#### Exercise instructions
Display every line of the entries below that contains the string "squirrel". Case matters, so include only lines whose capitalization matches.

>>

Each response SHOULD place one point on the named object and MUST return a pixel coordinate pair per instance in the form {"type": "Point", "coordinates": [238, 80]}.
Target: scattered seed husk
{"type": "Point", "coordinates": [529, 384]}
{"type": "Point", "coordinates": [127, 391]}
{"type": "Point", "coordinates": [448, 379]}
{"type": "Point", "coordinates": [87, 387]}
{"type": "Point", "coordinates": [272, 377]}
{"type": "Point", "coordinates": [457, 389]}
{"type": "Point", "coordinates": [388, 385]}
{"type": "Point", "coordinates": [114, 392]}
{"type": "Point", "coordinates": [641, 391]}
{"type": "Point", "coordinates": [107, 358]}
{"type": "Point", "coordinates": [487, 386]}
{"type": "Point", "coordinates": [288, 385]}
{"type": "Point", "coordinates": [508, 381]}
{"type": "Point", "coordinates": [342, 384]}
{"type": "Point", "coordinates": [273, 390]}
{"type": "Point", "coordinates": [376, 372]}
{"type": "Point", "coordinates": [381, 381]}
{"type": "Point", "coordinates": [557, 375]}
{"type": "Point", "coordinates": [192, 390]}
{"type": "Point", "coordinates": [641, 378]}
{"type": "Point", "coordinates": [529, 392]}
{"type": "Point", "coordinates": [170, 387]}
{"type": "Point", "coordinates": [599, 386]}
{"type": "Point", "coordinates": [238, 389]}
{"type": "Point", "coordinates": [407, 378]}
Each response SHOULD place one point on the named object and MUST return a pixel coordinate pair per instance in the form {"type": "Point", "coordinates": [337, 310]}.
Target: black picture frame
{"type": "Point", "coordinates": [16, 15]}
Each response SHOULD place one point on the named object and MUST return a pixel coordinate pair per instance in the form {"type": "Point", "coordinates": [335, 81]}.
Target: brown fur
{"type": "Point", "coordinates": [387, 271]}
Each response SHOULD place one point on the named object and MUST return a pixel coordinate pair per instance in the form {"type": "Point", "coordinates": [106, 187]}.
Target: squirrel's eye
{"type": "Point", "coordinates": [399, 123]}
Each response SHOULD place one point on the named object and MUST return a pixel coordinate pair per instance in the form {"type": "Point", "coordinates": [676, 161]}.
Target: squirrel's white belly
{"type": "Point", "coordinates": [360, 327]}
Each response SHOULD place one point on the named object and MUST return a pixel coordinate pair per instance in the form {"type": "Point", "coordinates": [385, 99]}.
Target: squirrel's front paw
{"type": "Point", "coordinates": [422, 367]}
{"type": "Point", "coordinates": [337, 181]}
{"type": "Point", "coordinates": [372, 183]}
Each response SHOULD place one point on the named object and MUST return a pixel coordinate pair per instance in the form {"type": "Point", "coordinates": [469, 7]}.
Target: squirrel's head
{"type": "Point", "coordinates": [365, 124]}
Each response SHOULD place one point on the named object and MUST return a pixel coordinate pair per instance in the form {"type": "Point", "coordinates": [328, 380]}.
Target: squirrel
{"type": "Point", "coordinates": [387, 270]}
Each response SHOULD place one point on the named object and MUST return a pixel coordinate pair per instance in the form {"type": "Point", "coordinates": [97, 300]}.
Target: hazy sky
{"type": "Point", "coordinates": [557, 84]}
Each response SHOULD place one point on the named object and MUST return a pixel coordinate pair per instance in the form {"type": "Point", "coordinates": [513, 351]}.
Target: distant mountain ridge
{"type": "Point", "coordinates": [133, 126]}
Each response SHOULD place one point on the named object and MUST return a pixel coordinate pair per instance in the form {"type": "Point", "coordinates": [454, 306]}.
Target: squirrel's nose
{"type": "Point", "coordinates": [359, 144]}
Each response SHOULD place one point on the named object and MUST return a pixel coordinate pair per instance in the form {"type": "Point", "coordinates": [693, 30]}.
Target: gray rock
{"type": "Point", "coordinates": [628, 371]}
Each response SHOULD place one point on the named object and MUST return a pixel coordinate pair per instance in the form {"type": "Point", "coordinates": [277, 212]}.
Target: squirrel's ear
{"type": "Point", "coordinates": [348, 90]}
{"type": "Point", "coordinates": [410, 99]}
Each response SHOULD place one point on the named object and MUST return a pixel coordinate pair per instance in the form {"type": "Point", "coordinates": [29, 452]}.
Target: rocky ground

<<

#### Task answer
Target: squirrel's eye
Target: squirrel's white belly
Target: squirrel's front paw
Target: squirrel's head
Target: squirrel
Target: squirrel's nose
Target: squirrel's ear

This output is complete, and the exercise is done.